WORK TO COMPLETE: Copy the passage on qualified immunity word for word, keeping every quotation mark and citation unchanged.

SOURCE EXCERPT:
********************

The doctrine of qualified immunity protects government officials "'from liability for civil damages insofar as their conduct does not violate clearly established statutory or constitutional rights of which a reasonable person would have known.'" Pearson v. Callahan, 129 S.Ct. 808, 815 (2009) (quoting Harlow v. Fitzgerald, 457 U.S. 800, 818 (1982)). To determine whether a right is "clearly established," courts in this Circuit assess whether: "(1) the law is defined with reasonable clarity, (2) the Supreme Court or the Second Circuit has recognized the right, and (3) a reasonable defendant would have understood from the existing law that his conduct was unlawful." Anderson v. Recore, 317 F.3d 194, 197 (2d Cir. 2003) (internal quotations and citations omitted). Qualified immunity applies regardless of whether an official's error is "a mistake of law, a mistake of fact, or a mistake based on mixed questions of law and fact." Pearson, 129 S.Ct. at 815. Moreover, whether the law was clearly established must be evaluated at the time of the conduct at issue. See Harhay v. Town of Ellington Bd. of Educ., 323 F.3d 206, 211 (2d Cir. 2003).

********************

MATERIAL SUPPLIED:

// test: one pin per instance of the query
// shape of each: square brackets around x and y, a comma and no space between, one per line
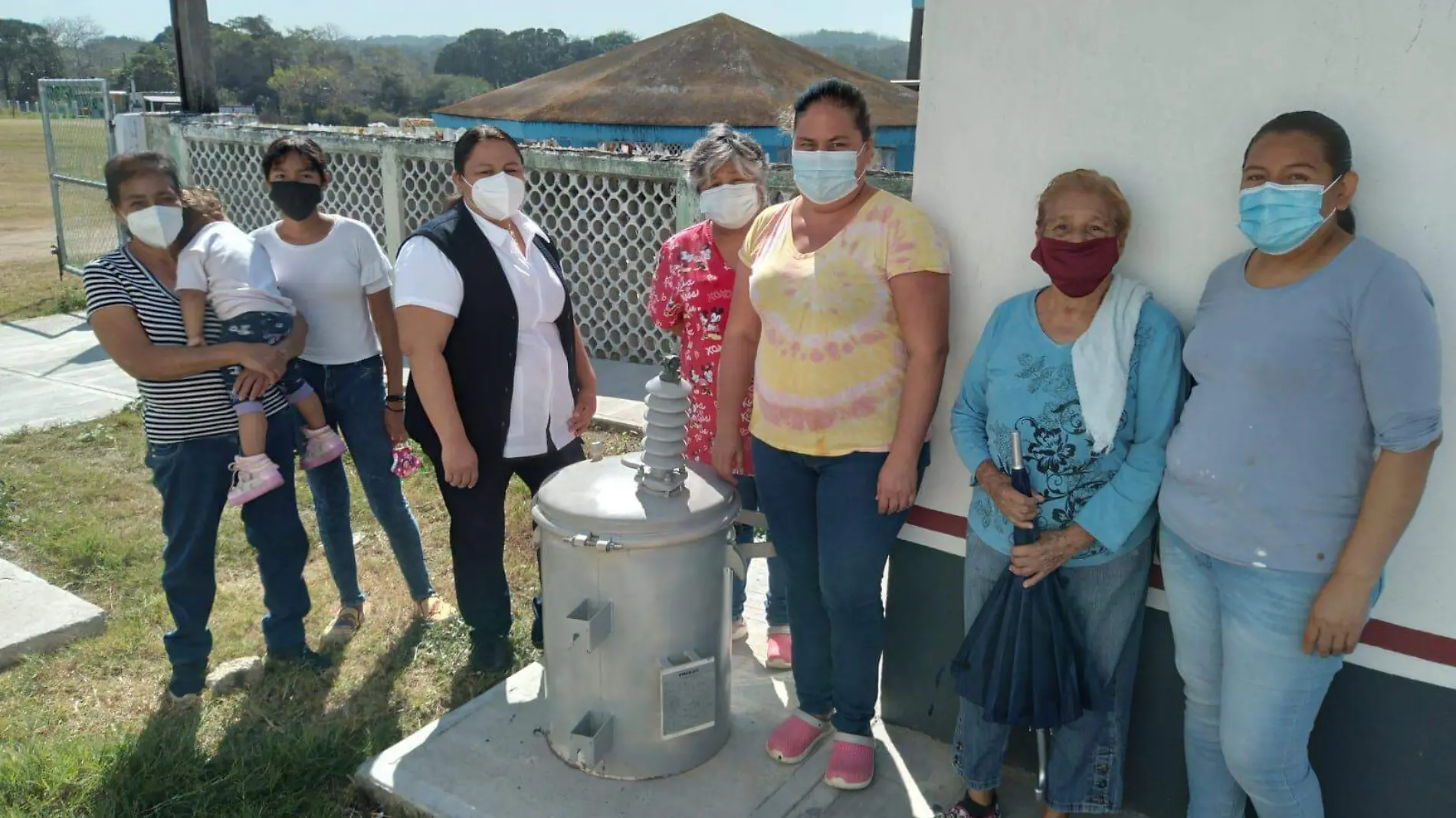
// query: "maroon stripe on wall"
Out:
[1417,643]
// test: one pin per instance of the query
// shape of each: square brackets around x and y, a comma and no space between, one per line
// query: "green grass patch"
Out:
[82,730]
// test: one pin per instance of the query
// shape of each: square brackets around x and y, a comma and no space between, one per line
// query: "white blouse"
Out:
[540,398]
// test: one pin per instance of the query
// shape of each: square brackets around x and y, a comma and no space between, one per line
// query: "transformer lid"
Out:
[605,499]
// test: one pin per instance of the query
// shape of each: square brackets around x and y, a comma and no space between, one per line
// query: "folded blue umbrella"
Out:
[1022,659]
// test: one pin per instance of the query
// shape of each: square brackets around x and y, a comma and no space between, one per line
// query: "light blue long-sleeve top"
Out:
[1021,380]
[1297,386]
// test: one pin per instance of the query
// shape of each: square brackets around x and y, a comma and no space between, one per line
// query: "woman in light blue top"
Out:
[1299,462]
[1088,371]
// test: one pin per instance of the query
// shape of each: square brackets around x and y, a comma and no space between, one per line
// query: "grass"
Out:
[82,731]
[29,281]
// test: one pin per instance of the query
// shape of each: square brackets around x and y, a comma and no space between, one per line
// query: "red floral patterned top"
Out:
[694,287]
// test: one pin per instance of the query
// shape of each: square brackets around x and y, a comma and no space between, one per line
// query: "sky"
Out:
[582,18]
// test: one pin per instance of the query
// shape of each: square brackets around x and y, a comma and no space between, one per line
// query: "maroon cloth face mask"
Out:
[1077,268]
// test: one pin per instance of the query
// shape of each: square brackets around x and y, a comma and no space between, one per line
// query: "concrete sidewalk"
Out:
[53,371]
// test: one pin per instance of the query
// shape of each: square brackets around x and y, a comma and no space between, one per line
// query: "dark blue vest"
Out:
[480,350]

********************

RESULT OF THIS EXERCISE:
The doctrine of qualified immunity protects government officials "'from liability for civil damages insofar as their conduct does not violate clearly established statutory or constitutional rights of which a reasonable person would have known.'" Pearson v. Callahan, 129 S.Ct. 808, 815 (2009) (quoting Harlow v. Fitzgerald, 457 U.S. 800, 818 (1982)). To determine whether a right is "clearly established," courts in this Circuit assess whether: "(1) the law is defined with reasonable clarity, (2) the Supreme Court or the Second Circuit has recognized the right, and (3) a reasonable defendant would have understood from the existing law that his conduct was unlawful." Anderson v. Recore, 317 F.3d 194, 197 (2d Cir. 2003) (internal quotations and citations omitted). Qualified immunity applies regardless of whether an official's error is "a mistake of law, a mistake of fact, or a mistake based on mixed questions of law and fact." Pearson, 129 S.Ct. at 815. Moreover, whether the law was clearly established must be evaluated at the time of the conduct at issue. See Harhay v. Town of Ellington Bd. of Educ., 323 F.3d 206, 211 (2d Cir. 2003).